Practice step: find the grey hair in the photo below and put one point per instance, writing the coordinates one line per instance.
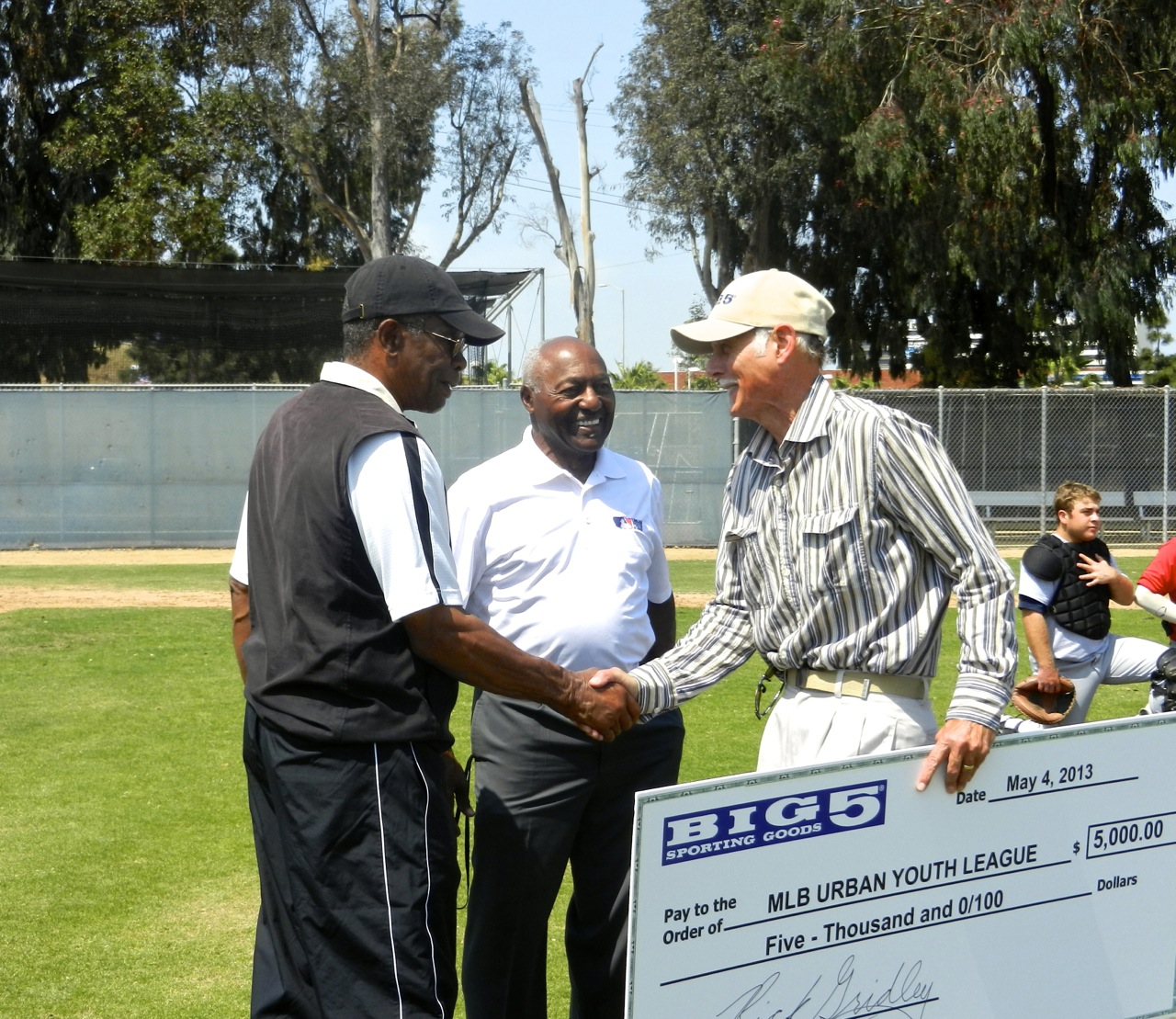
(809, 343)
(357, 338)
(357, 334)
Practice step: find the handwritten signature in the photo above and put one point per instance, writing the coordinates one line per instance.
(906, 994)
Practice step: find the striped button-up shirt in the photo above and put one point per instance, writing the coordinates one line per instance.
(840, 549)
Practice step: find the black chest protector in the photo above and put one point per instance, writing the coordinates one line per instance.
(1082, 609)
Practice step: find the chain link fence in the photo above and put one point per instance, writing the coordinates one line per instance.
(166, 466)
(1015, 446)
(112, 466)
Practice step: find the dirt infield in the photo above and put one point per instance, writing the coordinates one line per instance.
(68, 595)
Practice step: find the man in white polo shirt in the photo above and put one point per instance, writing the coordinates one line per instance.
(845, 531)
(558, 544)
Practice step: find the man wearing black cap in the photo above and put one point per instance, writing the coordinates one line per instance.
(348, 629)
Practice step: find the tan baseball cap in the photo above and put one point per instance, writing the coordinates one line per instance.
(768, 298)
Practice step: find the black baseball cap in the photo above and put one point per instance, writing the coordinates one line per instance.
(402, 285)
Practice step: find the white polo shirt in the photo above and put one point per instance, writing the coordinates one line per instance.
(563, 570)
(381, 481)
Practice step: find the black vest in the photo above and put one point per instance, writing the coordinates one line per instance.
(1082, 609)
(323, 661)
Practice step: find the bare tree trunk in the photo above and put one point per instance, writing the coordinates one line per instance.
(380, 243)
(582, 277)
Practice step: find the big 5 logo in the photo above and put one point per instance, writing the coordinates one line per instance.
(769, 821)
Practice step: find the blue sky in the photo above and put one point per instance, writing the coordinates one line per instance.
(654, 293)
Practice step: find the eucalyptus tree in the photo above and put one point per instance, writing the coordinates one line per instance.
(983, 167)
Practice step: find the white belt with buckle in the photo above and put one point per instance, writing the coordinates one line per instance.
(844, 683)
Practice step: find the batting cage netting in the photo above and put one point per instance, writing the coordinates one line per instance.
(209, 325)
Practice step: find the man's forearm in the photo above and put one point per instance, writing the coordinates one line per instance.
(1037, 638)
(467, 649)
(1159, 605)
(239, 595)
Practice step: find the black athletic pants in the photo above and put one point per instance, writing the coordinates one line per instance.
(359, 875)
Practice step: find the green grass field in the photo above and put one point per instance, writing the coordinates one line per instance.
(127, 880)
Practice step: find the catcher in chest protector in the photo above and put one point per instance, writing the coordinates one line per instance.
(1068, 580)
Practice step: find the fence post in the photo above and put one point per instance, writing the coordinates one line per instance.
(1041, 481)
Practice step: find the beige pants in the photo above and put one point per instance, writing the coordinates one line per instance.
(807, 729)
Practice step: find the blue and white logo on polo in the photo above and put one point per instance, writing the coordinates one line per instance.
(774, 821)
(629, 524)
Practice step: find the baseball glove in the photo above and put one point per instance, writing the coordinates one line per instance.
(1048, 708)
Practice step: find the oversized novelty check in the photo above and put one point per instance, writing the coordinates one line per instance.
(1048, 889)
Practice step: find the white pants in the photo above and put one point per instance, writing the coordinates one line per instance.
(808, 728)
(1125, 659)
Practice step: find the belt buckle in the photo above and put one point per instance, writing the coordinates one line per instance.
(763, 688)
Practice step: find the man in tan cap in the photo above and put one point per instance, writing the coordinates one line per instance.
(845, 529)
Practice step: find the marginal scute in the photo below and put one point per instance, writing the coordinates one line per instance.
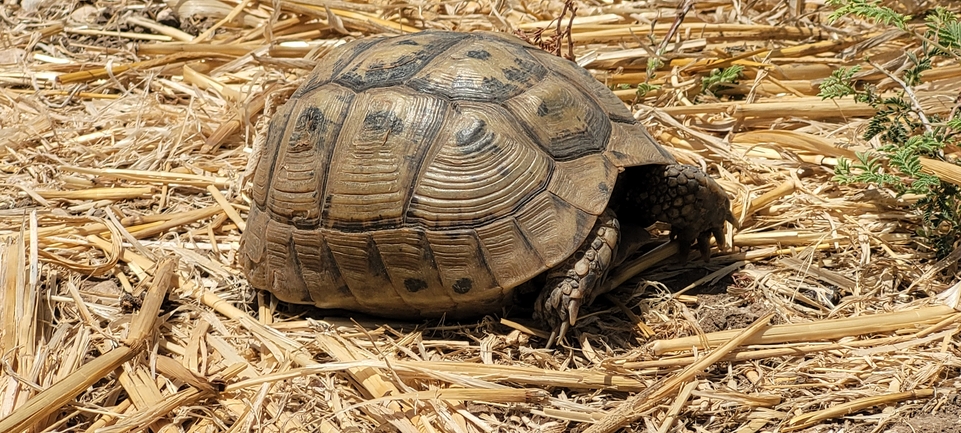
(511, 257)
(315, 259)
(460, 259)
(409, 262)
(356, 257)
(580, 78)
(281, 263)
(632, 145)
(585, 183)
(551, 225)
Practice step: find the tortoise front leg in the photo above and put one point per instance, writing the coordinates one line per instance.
(575, 281)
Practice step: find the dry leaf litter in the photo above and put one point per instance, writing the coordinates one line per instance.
(126, 128)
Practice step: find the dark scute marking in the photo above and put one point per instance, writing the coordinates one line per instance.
(314, 81)
(527, 71)
(470, 134)
(414, 285)
(377, 266)
(397, 70)
(493, 86)
(542, 109)
(383, 121)
(304, 223)
(463, 285)
(310, 123)
(294, 258)
(479, 54)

== Exercise directions ==
Copy the records word for word, leaving no picture in the copy.

== Answer below ==
Practice step: find the grey hair in the photo below and put one point per instance, writing the coordinates one line per instance.
(809, 343)
(357, 338)
(357, 334)
Practice step: find the handwritten signature in the photo above and put one point per instance, writing the coordinates one line per instance.
(906, 994)
Practice step: find the striped button-up shirt in the photo above and put one point per instance, writing the coordinates one line per instance.
(840, 549)
Practice step: find the black chest protector in the photo above and put one point per instance, writing the coordinates one line per instance.
(1082, 609)
Practice step: find the chain link fence in the photo above and put one point per instance, writing the coordinates one line per instance.
(166, 466)
(1015, 446)
(112, 466)
Practice step: find the dirt infield in the photo above and put one point per instance, writing the coordinates one line per instance.
(68, 595)
Practice step: find the man in white polo shirt in the photo above and put one point per instance, writing the coordinates one line per instance.
(845, 531)
(558, 544)
Practice step: find the man wearing black cap in the photo above and put one point per instance, writing the coordinates one line per instance.
(348, 629)
Practice step: find the tan baseball cap in the photo above and put one point per instance, writing the coordinates one line per instance.
(768, 298)
Practice step: find the black baseball cap in the photo above and put one point per instance, writing the coordinates one line per instance.
(402, 285)
Practice step: find the white polo shirt in the photo above and put one point per instance, writing the coordinates one line per instance.
(563, 570)
(381, 481)
Practice step: find the black vest in the photo above and put one point per instance, writing the coordinates one line per instance.
(1082, 609)
(323, 661)
Practice step: find the bare tree trunk in the photo above and put one point per instance, writing the coordinates one line per instance.
(380, 243)
(582, 277)
Practice step: find the big 5 logo in the photo above and put one point per instance, writing the coordinates one line per instance.
(769, 821)
Practice step: find the blue sky in the photo above and put one point per instance, writing the coordinates one line per instance.
(654, 293)
Practice step: find the eucalyptus tree in the photo above and put one point per instance, writing the coordinates one line per instance.
(983, 167)
Practice step: find the white belt with buckle in the photo above and put one point per instance, writing the coordinates one line per instance.
(844, 683)
Practice step: find the batting cage netting in the photo above and put one point per instance, writing the coordinates one line per instance.
(209, 325)
Practice step: find the man's forearm in the photo above and put one point per instance, writing the coordinates one line per instance.
(1037, 638)
(467, 649)
(1159, 605)
(239, 595)
Practice step: find the black athletic pants in the photo above and put one point per instance, writing the coordinates one line per instance.
(359, 875)
Practice step: find the green grass field in the photo above and put one point per instance, writing the coordinates one line per instance.
(127, 880)
Practice step: find the catcher in chest protector in the photo above and put one point per instance, writing the coordinates one line per instance.
(1068, 580)
Practice step: find the fence post in the photo above and put one point per instance, writing the coordinates one line per instance.
(1041, 481)
Practice step: find the beige pants in the photo above and put one point per instance, writing the coordinates one line per instance.
(807, 729)
Practice step: find the blue and white logo on polo in the photo above and put one point per instance, writing the coordinates one line per instance.
(774, 821)
(629, 524)
Practice step: find the baseball glove in the photo above and put one point per instance, writing the coordinates one line per instance.
(1048, 708)
Practice step: find the oversized novelty check in the photo above and put one point per instance, writing the coordinates one line per instance.
(1048, 889)
Practice step: find the white pants in the photo above and put one point per instance, writing the coordinates one line per instance.
(808, 728)
(1125, 659)
Practice step: find the belt buckle in the photo above and put one point per instance, writing the coordinates one line per instance.
(763, 688)
Practice step: find the man in tan cap in the photo above and put one point per instance, writing the coordinates one line per instance.
(845, 529)
Practice step: find the marginal scute in the photo below and put one point per instance, writing the coordinates one line per instance.
(511, 257)
(315, 259)
(460, 259)
(409, 262)
(356, 257)
(580, 78)
(281, 263)
(632, 145)
(585, 183)
(551, 225)
Practice step: find the tortoise front leg in the photo above and put one point per instance, writing the coordinates one line per instance.
(575, 281)
Practice step: find the dry leaf litter in the photo above and put one point per instance, writing the coordinates one line per instance.
(126, 128)
Practice step: find the dark scute marking in the photo above and put one point per instance, writing the coordinates one line per instance.
(314, 81)
(527, 71)
(470, 134)
(414, 285)
(377, 266)
(397, 70)
(493, 86)
(542, 109)
(383, 121)
(304, 223)
(463, 285)
(310, 123)
(294, 258)
(479, 54)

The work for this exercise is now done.